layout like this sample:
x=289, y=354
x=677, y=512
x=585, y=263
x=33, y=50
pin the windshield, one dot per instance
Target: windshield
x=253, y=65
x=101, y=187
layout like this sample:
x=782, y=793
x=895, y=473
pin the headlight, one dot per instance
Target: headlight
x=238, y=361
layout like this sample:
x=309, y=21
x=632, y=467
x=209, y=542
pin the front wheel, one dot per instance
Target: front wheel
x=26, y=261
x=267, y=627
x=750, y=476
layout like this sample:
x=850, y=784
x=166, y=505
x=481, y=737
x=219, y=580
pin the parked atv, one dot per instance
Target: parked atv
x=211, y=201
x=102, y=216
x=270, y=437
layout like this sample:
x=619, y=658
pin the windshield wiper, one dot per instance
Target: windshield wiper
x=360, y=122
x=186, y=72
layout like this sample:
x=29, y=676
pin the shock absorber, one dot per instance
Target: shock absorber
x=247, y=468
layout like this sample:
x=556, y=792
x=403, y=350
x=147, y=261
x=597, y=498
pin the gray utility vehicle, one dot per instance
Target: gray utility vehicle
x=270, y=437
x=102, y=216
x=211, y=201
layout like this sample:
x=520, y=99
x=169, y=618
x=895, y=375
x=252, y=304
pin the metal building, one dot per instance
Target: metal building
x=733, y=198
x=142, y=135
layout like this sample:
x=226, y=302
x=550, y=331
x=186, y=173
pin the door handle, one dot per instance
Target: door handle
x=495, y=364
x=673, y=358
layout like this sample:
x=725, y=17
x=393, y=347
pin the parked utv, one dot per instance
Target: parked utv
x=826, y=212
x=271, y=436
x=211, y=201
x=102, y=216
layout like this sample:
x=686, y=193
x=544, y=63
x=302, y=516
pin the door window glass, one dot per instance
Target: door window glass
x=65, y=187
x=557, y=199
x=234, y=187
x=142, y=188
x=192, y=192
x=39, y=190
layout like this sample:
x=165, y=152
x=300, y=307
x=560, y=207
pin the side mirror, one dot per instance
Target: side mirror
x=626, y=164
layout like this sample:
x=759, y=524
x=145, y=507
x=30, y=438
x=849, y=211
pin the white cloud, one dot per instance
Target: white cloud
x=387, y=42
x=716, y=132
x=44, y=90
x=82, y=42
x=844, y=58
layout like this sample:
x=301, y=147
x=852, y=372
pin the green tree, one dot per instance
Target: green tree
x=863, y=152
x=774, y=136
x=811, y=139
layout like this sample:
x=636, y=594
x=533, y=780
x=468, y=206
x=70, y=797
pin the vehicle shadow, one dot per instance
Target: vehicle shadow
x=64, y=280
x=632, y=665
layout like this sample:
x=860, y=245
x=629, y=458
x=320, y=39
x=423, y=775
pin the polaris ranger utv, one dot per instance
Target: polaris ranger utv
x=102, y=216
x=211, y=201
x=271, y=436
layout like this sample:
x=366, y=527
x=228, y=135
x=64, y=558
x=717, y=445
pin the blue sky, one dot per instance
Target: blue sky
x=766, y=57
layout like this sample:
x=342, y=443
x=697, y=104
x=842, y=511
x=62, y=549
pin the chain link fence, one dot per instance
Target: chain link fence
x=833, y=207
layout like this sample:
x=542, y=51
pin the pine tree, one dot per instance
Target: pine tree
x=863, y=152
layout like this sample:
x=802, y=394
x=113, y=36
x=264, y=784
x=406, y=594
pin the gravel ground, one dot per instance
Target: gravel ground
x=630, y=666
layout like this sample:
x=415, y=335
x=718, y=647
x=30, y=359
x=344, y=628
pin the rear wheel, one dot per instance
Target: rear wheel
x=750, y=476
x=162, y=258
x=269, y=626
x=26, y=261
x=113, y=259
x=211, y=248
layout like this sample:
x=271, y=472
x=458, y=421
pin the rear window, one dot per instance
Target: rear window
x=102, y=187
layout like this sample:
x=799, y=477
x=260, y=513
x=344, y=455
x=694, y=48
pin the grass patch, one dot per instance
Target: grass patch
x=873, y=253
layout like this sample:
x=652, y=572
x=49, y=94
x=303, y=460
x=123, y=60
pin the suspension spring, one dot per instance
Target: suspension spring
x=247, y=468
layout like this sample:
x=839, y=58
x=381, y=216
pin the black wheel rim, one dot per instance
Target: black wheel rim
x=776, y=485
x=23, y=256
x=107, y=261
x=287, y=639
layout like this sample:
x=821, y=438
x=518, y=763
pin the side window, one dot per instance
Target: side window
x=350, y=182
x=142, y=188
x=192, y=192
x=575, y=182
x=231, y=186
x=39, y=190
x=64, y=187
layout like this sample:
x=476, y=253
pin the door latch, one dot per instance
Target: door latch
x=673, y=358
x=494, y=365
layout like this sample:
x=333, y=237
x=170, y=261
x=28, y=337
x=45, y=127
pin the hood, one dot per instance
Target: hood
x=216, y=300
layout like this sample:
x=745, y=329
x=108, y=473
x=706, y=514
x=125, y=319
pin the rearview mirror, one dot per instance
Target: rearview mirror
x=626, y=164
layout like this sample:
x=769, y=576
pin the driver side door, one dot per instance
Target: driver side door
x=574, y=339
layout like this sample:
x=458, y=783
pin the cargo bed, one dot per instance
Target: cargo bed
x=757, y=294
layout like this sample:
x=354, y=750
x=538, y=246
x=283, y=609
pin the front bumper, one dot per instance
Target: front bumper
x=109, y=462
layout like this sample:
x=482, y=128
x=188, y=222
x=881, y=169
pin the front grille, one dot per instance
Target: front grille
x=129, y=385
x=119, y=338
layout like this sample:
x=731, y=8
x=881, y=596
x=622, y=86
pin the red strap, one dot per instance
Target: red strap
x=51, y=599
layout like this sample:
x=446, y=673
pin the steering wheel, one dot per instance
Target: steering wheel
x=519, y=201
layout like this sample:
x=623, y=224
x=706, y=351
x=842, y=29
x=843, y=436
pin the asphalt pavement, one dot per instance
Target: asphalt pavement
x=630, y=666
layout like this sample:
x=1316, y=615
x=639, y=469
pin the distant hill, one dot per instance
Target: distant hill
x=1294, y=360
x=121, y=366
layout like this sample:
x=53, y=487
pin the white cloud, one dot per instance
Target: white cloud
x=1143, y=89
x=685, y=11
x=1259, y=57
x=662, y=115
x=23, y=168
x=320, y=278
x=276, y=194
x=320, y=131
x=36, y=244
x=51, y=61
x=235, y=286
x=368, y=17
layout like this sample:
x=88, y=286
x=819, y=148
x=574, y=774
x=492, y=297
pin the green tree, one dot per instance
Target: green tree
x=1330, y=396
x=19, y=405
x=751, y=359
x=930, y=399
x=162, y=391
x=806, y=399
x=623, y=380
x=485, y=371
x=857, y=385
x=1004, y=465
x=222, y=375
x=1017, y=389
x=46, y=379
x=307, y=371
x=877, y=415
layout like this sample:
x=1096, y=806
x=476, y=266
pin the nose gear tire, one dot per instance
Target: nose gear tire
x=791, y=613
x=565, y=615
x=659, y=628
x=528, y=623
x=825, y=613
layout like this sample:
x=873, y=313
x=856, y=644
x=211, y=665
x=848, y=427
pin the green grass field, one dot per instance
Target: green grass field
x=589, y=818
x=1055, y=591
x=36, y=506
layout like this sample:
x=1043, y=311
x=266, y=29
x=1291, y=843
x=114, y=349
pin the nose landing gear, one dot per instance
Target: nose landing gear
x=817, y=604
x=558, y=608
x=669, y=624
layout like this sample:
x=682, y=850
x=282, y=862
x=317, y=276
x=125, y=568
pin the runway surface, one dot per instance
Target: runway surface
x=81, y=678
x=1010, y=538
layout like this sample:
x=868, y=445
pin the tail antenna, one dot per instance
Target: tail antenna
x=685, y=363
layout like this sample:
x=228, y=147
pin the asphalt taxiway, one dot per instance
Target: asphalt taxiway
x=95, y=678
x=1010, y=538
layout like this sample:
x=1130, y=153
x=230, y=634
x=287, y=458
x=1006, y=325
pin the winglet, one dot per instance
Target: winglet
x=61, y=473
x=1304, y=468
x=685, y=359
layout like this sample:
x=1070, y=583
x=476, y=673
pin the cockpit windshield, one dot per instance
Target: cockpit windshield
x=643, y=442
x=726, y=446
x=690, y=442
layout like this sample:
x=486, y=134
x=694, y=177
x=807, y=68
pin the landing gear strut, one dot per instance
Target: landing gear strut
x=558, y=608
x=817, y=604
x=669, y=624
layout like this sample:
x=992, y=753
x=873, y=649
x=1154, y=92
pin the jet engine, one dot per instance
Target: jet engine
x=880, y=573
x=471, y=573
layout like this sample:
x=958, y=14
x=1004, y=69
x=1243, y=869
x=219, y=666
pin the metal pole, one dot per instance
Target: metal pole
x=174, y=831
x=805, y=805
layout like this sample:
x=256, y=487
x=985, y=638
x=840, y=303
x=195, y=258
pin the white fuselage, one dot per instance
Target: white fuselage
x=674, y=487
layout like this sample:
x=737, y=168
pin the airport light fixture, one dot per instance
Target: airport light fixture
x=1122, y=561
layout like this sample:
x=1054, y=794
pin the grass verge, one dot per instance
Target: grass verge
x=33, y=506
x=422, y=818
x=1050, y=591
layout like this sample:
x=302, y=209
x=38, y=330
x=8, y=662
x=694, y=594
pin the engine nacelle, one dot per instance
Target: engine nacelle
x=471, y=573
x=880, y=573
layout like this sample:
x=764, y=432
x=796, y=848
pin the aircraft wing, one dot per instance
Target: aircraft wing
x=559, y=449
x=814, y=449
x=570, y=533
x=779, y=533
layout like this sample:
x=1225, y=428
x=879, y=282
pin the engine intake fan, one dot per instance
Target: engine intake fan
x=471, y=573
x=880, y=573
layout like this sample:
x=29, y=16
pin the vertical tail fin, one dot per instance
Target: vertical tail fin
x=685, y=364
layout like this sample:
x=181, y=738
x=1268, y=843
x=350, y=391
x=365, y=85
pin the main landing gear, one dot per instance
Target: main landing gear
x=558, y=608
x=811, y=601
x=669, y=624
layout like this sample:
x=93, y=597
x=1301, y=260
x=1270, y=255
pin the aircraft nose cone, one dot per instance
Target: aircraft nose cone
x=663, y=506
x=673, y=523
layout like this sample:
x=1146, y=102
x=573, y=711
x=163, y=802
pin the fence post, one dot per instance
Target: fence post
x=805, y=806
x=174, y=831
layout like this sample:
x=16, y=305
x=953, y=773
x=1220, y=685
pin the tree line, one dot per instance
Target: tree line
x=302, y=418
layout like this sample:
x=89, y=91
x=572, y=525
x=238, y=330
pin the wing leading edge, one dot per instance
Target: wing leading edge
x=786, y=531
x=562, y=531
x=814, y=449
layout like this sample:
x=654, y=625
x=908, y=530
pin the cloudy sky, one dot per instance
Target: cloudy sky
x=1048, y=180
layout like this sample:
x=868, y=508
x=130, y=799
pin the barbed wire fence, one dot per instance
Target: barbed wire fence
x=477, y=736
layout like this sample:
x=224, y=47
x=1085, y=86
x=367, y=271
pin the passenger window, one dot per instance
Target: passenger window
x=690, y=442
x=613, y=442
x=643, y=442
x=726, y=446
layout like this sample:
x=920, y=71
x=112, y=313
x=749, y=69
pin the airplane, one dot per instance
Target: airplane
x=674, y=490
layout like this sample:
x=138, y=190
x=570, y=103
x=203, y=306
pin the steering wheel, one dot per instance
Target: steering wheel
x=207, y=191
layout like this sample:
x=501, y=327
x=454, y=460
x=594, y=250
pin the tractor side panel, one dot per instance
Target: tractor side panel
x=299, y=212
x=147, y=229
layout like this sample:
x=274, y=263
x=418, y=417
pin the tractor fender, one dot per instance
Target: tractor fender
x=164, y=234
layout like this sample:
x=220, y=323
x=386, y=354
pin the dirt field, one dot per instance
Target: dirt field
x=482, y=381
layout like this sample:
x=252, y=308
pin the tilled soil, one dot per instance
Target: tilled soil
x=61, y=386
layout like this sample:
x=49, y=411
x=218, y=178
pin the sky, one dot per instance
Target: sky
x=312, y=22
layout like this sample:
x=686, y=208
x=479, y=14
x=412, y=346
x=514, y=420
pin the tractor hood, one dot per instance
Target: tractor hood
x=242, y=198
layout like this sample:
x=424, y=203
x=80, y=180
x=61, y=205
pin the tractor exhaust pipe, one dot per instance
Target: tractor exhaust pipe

———

### Task statement:
Write down exactly every line of the material above up to and including the line containing "x=632, y=467".

### Answer area:
layout like this sample:
x=289, y=354
x=677, y=512
x=585, y=263
x=33, y=50
pin the windshield, one dot per instance
Target: windshield
x=253, y=65
x=101, y=187
layout like this sample:
x=782, y=793
x=895, y=473
pin the headlight, one dot per instance
Target: headlight
x=238, y=361
layout like this sample:
x=309, y=21
x=632, y=467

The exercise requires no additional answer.